[OBJECTIVE]
Copy out every row below without changing a single character.

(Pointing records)
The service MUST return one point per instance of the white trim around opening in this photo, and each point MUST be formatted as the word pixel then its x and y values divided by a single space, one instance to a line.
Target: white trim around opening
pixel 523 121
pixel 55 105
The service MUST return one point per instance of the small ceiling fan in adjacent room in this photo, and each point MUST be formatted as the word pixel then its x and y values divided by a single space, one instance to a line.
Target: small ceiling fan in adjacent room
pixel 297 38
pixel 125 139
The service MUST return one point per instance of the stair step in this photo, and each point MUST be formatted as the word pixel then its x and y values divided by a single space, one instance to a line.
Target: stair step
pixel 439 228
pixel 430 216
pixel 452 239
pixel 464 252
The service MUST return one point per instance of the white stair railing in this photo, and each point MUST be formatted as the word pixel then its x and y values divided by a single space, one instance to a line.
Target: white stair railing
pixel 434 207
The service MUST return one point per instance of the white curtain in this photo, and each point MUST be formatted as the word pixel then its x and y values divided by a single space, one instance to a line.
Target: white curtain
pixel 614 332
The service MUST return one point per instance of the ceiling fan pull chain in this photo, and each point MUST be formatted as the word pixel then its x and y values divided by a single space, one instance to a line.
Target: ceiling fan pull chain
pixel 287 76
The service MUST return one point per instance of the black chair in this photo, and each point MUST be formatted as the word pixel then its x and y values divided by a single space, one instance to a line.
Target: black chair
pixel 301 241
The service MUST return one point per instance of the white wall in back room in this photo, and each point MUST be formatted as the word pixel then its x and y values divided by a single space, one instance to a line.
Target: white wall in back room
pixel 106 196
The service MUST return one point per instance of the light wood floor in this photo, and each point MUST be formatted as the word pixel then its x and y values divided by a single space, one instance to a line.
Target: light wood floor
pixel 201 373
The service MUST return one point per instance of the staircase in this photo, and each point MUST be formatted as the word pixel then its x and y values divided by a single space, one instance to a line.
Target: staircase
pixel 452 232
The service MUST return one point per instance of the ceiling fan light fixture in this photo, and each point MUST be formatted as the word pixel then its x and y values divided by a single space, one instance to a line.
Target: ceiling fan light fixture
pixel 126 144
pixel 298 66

[REPLY]
The service MUST return one point per instance of the white trim around opening in this photo, and each point MUST be formatted as the word pixel then its x and y values divided by a single space, one instance to a line.
Target: white trim around opening
pixel 523 121
pixel 55 105
The service MUST return one point per instance of the small ceiling fan in adjacent room in this photo, and each point MUST be formatted as the word pixel then its x and y values divided by a single space, one instance to a line.
Target: small ceiling fan in adjacent room
pixel 297 38
pixel 125 139
The service MUST return one point per instance of the stair step in this photo, and each point MUST be formatted as the word pixel then its x and y values divided by a single space, one instance to a line.
Target: stair step
pixel 439 228
pixel 430 216
pixel 452 239
pixel 464 252
The service MUST return one point per instance of the white stair railing in this photo, and each point MUST be formatted as the word pixel then its x and y values divided by a single space, one instance to a line.
Target: white stair railing
pixel 434 207
The service MUST return one point per instance of the white curtain in this photo, and each point MUST be formatted as the word pixel then its x and y values divided by a single space, one instance to a line.
Target: white curtain
pixel 614 332
The service MUST return one point per instance of the ceiling fan pull chain in this photo, and each point MUST be formatted as the word pixel then its x and y values divided by a single space, one instance to a line.
Target: ceiling fan pull chain
pixel 287 76
The service MUST return one point per instance of the black chair in this photo, and each point MUST be formatted as the word pixel then its x and y values divided by a single space, one instance to a line.
Target: black chair
pixel 301 241
The service MUST return one point per instance of the white wall in back room in this photo, and each point MUST be formatted as the word pixel then its x and y values divided by a single space, one instance to a line.
Target: white wall in back room
pixel 106 196
The service MUST return one point per instance of the light wood floor in this photo, and each point MUST be formatted as the word pixel then its x and y values divided by a single space, one instance to a line.
Target: light wood floor
pixel 201 373
The service MUST return one point per instance of the staircase in this photo, and each point MUST be formatted as the word pixel then its x and y values divided by a single space, one instance to a line.
Target: staircase
pixel 452 232
The service MUST return one point per instance of the ceiling fan light fixture in this photo, and each point MUST be formatted as the word pixel then its x and y values divided by a single space, one instance to a line.
Target: ceiling fan light fixture
pixel 126 144
pixel 298 66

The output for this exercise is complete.